# Exercise prompt
Can you copy the material that follows line for line, changing nothing?

━━━━━━━━━━━━━━━━━━━━━━━━━━━━━━

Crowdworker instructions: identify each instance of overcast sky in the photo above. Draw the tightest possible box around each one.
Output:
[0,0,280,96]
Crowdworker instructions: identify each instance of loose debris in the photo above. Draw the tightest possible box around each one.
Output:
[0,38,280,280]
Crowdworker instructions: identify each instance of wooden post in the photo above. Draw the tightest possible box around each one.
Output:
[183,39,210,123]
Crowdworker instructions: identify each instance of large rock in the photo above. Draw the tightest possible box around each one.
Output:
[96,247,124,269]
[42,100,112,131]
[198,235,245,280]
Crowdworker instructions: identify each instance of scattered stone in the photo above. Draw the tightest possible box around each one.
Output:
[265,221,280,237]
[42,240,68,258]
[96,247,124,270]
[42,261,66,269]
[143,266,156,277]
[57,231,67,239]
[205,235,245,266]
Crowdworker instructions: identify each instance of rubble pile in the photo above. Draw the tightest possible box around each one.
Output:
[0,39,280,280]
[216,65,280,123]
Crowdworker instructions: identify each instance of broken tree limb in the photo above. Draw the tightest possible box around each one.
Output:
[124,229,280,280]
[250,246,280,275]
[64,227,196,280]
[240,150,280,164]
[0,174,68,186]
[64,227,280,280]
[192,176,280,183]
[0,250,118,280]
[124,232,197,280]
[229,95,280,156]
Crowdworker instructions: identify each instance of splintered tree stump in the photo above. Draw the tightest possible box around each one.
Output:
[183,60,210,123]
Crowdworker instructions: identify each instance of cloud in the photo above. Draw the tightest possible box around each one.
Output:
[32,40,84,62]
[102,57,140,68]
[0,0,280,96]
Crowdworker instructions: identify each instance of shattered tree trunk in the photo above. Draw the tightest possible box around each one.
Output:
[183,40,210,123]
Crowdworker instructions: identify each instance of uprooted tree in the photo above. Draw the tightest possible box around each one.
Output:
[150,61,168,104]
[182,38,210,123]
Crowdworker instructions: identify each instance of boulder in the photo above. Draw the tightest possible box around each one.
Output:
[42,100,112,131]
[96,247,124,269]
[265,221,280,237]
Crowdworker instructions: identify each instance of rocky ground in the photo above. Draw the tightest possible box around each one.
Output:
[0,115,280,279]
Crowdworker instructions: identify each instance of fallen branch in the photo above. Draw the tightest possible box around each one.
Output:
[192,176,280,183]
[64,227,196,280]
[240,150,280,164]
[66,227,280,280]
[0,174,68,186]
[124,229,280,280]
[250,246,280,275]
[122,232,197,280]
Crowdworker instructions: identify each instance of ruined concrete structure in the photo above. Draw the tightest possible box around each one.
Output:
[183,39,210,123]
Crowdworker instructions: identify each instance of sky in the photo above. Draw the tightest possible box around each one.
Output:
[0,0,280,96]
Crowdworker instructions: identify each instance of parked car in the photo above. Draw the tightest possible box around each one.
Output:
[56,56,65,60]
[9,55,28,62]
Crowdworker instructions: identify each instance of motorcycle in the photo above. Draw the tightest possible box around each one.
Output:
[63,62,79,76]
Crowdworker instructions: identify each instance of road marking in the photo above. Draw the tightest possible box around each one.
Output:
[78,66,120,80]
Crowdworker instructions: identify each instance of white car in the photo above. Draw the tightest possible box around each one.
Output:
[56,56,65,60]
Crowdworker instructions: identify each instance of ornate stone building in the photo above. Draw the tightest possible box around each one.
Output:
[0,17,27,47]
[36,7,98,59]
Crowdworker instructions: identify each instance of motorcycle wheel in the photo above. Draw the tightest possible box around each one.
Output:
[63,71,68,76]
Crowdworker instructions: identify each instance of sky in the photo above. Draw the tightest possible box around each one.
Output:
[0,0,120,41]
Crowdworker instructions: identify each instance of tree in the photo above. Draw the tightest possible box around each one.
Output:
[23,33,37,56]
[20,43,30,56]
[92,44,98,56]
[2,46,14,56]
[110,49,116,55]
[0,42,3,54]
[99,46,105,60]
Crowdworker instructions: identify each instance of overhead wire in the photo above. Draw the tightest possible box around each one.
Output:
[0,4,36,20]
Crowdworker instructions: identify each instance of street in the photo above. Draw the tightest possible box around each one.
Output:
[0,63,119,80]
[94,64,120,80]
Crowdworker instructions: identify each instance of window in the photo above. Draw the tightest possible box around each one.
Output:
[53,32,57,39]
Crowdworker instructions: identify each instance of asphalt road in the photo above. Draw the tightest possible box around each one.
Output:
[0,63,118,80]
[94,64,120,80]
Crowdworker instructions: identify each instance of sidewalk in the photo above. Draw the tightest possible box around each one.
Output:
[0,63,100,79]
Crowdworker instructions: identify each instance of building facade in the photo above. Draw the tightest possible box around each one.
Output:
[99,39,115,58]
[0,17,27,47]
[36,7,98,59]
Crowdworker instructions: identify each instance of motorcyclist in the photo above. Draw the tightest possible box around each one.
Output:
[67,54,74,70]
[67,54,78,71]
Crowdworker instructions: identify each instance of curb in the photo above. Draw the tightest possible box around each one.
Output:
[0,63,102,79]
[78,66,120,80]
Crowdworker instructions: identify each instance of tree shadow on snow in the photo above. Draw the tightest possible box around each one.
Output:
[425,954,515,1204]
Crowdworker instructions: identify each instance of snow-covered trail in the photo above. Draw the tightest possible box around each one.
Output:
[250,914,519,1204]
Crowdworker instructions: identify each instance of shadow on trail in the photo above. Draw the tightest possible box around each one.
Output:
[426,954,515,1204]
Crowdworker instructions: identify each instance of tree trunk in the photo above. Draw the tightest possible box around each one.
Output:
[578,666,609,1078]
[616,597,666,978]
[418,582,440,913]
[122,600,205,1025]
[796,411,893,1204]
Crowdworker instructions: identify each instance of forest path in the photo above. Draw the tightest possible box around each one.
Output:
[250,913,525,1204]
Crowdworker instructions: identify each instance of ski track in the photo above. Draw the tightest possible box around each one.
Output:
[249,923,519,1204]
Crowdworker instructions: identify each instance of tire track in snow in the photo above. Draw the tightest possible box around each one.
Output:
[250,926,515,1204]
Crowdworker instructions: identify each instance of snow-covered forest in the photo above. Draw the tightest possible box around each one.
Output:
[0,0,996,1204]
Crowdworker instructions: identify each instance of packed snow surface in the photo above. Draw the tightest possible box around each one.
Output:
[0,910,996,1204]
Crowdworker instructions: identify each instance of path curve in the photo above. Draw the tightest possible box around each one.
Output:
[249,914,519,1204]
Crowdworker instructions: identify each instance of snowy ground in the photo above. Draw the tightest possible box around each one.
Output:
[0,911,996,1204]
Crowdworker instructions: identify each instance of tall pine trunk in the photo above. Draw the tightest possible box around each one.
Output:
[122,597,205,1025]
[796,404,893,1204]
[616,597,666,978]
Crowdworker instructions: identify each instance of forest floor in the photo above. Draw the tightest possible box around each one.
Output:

━━━━━━━━━━━━━━━━━━━━━━━━━━━━━━

# Written response
Crowdworker instructions: identify each instance of overcast sky in the photo above. Draw the tightest possible box around each one.
Output:
[0,0,280,96]
Crowdworker instructions: identify each instance of loose debris in the photo above. Draw the tightest possible box around each one.
Output:
[0,38,280,280]
Crowdworker instructions: identify each instance of wooden post in the photo above. Draw the tightest possible box around each one.
Output:
[183,39,210,123]
Crowdworker instructions: identify each instance of large rock in the photo above. Draw the tightest possible box around each one.
Output:
[96,247,124,269]
[42,100,112,131]
[198,235,245,280]
Crowdworker instructions: identify each instance of scattered stone in the photo above. Draw the tightest possible box around each one.
Output:
[265,221,280,237]
[42,240,68,258]
[96,247,124,270]
[42,261,66,269]
[143,266,156,277]
[57,231,67,239]
[205,235,245,266]
Crowdworker instructions: identify each instance of rubble pile in the photo above. Draw the tightest possible box around each one.
Output:
[0,39,280,280]
[216,65,280,123]
Crowdworker instructions: identify each instance of broken tree limb in the photo above. Draw the tightest possible box around each one.
Output:
[124,229,280,280]
[250,246,280,275]
[64,227,196,280]
[240,150,280,164]
[0,174,68,186]
[64,227,280,280]
[192,176,280,183]
[0,250,118,280]
[124,232,197,280]
[229,95,280,156]
Crowdworker instructions: identify each instance of splintered tree stump in the photo above. Draw the tightest possible box around each one.
Output:
[183,60,210,123]
Crowdworker instructions: identify each instance of cloud in the photo above. Draw the tightest possible box around each one.
Output:
[32,40,84,62]
[102,57,140,68]
[0,0,280,96]
Crowdworker instructions: identify each instance of shattered tree trunk in the photo above. Draw the tightest possible box around each one.
Output:
[183,40,210,123]
Crowdworker instructions: identify each instance of uprooted tree in the photo above. Draw the tightest possible box around each one.
Output:
[150,61,168,104]
[182,38,210,123]
Crowdworker instructions: identify each instance of boulder in the photo above. Draw the tightest possible box around each one.
Output:
[42,100,112,131]
[96,247,124,269]
[265,221,280,237]
Crowdworker instructions: identify each instance of rocky ground in the photo above. Draw the tightest possible box around each one.
Output:
[0,115,280,279]
Crowdworker instructions: identify each instance of fallen branch in the photo above. Draw the tightest possible box around each one.
Output:
[192,176,280,183]
[64,227,196,280]
[240,150,280,164]
[66,227,280,280]
[0,174,68,186]
[124,229,280,280]
[250,246,280,275]
[122,232,197,280]
Crowdworker instructions: identify each instance of ruined concrete structure in the photo above. Draw the tightest possible box around each one.
Output:
[183,39,210,123]
Crowdworker instructions: identify each instance of sky in the photo above. Draw the tightest possible box around each one.
Output:
[0,0,280,96]
Crowdworker instructions: identify each instance of parked car in the photo above. Draw the tightest possible box around each one.
Output:
[56,56,65,60]
[9,55,28,62]
Crowdworker instructions: identify each instance of motorcycle in the photo above. Draw the tightest possible box around each one.
Output:
[63,62,79,76]
Crowdworker instructions: identify each instance of road marking in the photo above. Draw the tightest possible box around each one.
Output:
[78,66,120,80]
Crowdworker instructions: identify each instance of white car in the photo above. Draw the tightest possible box around each one.
Output:
[56,56,65,60]
Crowdworker instructions: identify each instance of ornate stone building in the photo above. Draw the tightest possible box around each one.
Output:
[0,17,27,47]
[36,7,98,59]
Crowdworker instructions: identify each instance of motorcycle wheel in the photo above. Draw the tightest possible box around each one.
Output:
[63,71,68,76]
Crowdworker instructions: identify each instance of sky in the photo above. Draw the tightest possible box around each one.
Output:
[0,0,120,41]
Crowdworker instructions: identify each instance of tree in the photo above. Draw the tightest possible box around each one.
Output:
[23,33,37,56]
[20,43,30,56]
[92,44,98,56]
[2,46,14,56]
[110,49,116,55]
[0,42,3,54]
[99,46,105,60]
Crowdworker instructions: identify each instance of overhead wire in the photo above. Draw the tightest possible box around each one.
Output:
[0,4,36,20]
Crowdworker instructions: identify each instance of street in the photo above. Draw the tightest possible box around each one.
Output:
[0,63,119,80]
[94,64,120,80]
Crowdworker instructions: identify each instance of window in the photo above. Draw the tightest possible box around each one.
Output:
[53,32,57,39]
Crowdworker instructions: identify each instance of asphalt road in the photo above. Draw the tightest possible box around each one.
Output:
[0,63,118,80]
[94,64,120,80]
Crowdworker instructions: identify each instance of sidewalk in the photo above. Draw the tightest possible box around each one.
Output:
[0,63,100,79]
Crowdworker instructions: identify each instance of building facade in the photo above. Draw the tightest possible box around each one.
Output:
[99,39,115,58]
[0,17,27,47]
[36,7,98,59]
Crowdworker instructions: identify each instance of motorcyclist in the photo above. Draw the tightest possible box around each one.
Output:
[67,54,74,70]
[67,54,78,71]
Crowdworker instructions: identify each instance of curb in the photo above. Draw the tightest possible box around each one.
Output:
[0,63,102,79]
[78,66,120,80]
Crowdworker instructions: identify each instance of tree shadow on snow in the photo above. Draw the tightest possible box around each one.
Output:
[425,954,515,1204]
Crowdworker instructions: identify each instance of snow-covered trail in the photo above. Draw the tightest possible box around each one.
Output:
[250,914,519,1204]
Crowdworker instructions: identify each instance of shadow on trail in the photo above. Draw the tightest possible box around each one.
Output:
[426,954,515,1204]
Crowdworker instructions: identify each instance of tree trunk in the photo above. Draw the tightest possible box around each one.
Output:
[578,666,609,1078]
[616,597,666,978]
[418,582,440,913]
[122,600,205,1025]
[796,411,893,1204]
Crowdworker instructions: identify each instance of forest path in the photo above. Draw the tightest possible box around each one.
Output:
[250,913,525,1204]
Crowdworker instructions: identify each instance of ski track in the photo above. Draw the tightest possible box around each one.
Output:
[249,923,519,1204]
Crowdworker instructions: identify each instance of tire track in snow in the photo above. Draw the tightest possible box around each one.
Output:
[250,926,515,1204]
Crowdworker instructions: identify each instance of snow-covered forest in the photo above. Draw the tightest possible box around each one.
Output:
[0,0,996,1204]
Crowdworker instructions: identify each instance of packed snow surface in the photo above. Draw the tightest possible box around each one.
Output:
[0,910,996,1204]
Crowdworker instructions: identify each instance of path curve in the photo above. Draw the tightest possible box around each one.
Output:
[249,914,519,1204]
Crowdworker instructions: identify each instance of snowy ground in the photo above. Draw the tightest possible box around each one.
Output:
[0,911,996,1204]
Crowdworker instructions: identify each instance of tall pine trunk in the photo above. Draw the tightest possible box around each one.
Output:
[122,597,205,1025]
[796,404,893,1204]
[616,597,666,978]
Crowdworker instructions: identify each instance of forest floor in the photo above. Draw the tightest possible box around each one.
Output:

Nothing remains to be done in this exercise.